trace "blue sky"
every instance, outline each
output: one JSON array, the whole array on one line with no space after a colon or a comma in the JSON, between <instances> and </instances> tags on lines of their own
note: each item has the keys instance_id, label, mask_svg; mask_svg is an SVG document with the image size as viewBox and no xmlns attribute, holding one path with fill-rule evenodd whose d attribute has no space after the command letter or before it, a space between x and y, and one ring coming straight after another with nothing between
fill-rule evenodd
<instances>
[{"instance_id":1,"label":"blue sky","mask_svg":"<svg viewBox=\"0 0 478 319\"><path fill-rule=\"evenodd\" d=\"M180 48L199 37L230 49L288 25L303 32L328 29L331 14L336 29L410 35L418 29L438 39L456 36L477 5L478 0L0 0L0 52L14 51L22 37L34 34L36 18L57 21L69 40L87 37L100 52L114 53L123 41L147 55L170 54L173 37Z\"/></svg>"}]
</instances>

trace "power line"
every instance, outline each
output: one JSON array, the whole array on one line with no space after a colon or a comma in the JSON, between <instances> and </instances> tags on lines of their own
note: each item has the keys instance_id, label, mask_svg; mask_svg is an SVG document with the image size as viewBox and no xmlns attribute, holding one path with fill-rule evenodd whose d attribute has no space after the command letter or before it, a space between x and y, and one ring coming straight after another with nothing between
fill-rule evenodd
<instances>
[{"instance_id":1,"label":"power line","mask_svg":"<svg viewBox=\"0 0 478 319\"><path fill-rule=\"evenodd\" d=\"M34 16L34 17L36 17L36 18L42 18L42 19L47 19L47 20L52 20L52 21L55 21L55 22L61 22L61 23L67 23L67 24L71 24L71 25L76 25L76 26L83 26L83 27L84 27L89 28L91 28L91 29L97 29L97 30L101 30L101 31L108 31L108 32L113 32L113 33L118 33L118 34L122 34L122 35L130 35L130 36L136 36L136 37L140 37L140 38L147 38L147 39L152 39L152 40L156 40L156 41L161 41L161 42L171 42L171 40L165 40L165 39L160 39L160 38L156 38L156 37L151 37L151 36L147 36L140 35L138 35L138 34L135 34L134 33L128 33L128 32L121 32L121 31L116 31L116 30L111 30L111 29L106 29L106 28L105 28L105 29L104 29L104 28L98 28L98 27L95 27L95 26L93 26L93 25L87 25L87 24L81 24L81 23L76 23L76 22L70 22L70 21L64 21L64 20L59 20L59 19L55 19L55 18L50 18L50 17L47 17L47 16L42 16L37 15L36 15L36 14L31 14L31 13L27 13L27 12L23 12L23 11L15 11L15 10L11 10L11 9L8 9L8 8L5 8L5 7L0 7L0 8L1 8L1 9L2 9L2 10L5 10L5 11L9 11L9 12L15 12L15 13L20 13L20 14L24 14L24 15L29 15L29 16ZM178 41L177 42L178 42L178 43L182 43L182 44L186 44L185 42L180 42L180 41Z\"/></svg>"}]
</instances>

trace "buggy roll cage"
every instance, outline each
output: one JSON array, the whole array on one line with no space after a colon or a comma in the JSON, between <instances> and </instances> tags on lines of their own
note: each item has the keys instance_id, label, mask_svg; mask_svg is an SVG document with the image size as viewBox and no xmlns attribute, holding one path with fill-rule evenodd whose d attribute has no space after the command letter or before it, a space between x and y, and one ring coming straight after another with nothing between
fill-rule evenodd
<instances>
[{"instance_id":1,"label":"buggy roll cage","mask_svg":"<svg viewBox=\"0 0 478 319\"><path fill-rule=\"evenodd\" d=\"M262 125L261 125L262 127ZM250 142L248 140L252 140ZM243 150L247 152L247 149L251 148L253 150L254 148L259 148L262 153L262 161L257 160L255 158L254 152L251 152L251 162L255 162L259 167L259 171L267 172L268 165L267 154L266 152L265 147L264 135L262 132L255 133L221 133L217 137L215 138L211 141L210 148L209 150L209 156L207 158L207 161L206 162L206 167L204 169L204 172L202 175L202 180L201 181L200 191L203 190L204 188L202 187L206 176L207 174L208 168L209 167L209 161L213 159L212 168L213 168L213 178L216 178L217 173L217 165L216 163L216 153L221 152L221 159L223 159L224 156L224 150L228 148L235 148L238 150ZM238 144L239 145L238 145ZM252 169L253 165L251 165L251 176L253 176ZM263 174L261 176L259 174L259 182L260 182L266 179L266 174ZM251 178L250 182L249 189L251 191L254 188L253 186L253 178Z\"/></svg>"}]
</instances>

● ● ● ● ● ● ●

[What needs to be done]: List in full every line of the items above that contains the word "trace".

[Response to the exercise]:
trace "blue sky"
trace "power line"
trace "buggy roll cage"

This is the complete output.